* _STATED EXERCISE_
Return every one of the entries below verbatim, line by line, with nothing altered.

── EXERCISE INPUT

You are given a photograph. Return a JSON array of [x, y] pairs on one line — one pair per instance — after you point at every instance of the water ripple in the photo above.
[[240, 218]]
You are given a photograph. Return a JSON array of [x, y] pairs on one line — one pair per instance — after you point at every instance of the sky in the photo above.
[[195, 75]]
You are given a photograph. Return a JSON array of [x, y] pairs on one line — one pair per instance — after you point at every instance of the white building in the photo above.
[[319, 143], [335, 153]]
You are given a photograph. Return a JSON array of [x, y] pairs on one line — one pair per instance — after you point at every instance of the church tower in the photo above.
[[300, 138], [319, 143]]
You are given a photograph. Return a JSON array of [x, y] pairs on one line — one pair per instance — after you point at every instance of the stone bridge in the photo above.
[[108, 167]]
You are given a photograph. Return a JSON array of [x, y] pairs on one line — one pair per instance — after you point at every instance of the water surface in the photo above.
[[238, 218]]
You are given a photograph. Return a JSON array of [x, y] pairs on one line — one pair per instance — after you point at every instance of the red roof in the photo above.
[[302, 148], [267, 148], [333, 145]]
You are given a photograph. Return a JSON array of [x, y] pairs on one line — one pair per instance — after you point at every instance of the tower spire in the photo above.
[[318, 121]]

────

* _WRITTEN RESPONSE_
You are given a photograph. Return a JSON array of [x, y] pairs on one line — one pair per instance — after you point at every instance of the water ripple in the photo above.
[[240, 218]]
You are given a photograph. Return a JSON array of [x, y] pairs on one line — one pair per instance — after you point at every instance of the sky in the photo above.
[[195, 75]]
You are given a photograph. Return a JSON array of [x, y] pairs on one line — one pair per instance — after you point at every instance of the white building in the photo above.
[[319, 143], [335, 153]]
You are given a photograph. Return a JSON array of [x, y] pairs on one line — one pair per instance — after you point at every instance of the church tower in the photo above.
[[300, 138], [319, 143]]
You are given a photograph. Return a JSON array of [x, y] pairs on one line — one pair per instance — after you point at every instance of the stone bridge in the photo above.
[[108, 167]]
You are given a photograph. Return a JSON array of [x, y] pairs on one line — one pair per instance — after you point at every instance of the water surface in the photo above.
[[238, 218]]
You are given a photograph. Return a JSON array of [x, y] pairs on one line — one pair per instance — after you point at every instance of the red roof in the photo above.
[[302, 148], [267, 148], [333, 145]]
You are given a photograph. Return a JSON array of [x, y] pairs on one line — one pair per instance — after you point at every instance of the tower spire in the photo above.
[[318, 121]]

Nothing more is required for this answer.